Problem A: In the listing below, reproduce everything from the line containing "Target: black picture frame" down to the end of the listing.

Supplied text:

····················

Money & Company

Tracking the market and economic trends
that shape your finances.

« Previous Post | Money & Company Home | Next Post »

Dow falls to five-week low as global gloom deepens

November 21, 2011 |  1:57 pm

Trader1121
Investors signaled a lack of faith in markets nearly across the board on Monday as stocks and commodities fell on unrelenting fears about the global economy and financial system.

The Dow Jones industrial average closed with a loss of 248.85 points, or 2.1%, at 11,547.31, nearly a five-week low. The Dow now is back in the red year to date, off 0.3%.

The tone was set at the outset after it appeared that the congressional “super committee” on deficit reduction would fail to reach an agreement by Congress’ Wednesday deadline.

Given Europe’s financial crisis, the super committee’s stalemate was viewed as another sign of governments’ inability or unwillingness to deal with their spiraling debt loads.

“There is just no good news,” said Dave Rovelli, head of equity trading at brokerage Canaccord Adams in New York.

····················

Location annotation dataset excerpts

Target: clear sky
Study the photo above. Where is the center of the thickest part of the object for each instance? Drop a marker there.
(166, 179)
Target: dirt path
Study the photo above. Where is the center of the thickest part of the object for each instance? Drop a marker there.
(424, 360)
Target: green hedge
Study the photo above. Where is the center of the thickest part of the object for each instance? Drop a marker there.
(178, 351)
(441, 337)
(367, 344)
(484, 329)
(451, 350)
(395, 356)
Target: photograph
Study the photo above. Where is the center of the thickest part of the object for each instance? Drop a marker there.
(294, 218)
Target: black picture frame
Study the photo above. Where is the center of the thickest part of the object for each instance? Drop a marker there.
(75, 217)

····················

Problem B: Write out everything in the market report above from "The tone was" down to "Congress’ Wednesday deadline.".

Written solution A:
Target: black picture frame
Study the photo above. Where is the center of the thickest part of the object for each instance? Drop a marker there.
(75, 217)

Written solution B:
The tone was set at the outset after it appeared that the congressional “super committee” on deficit reduction would fail to reach an agreement by Congress’ Wednesday deadline.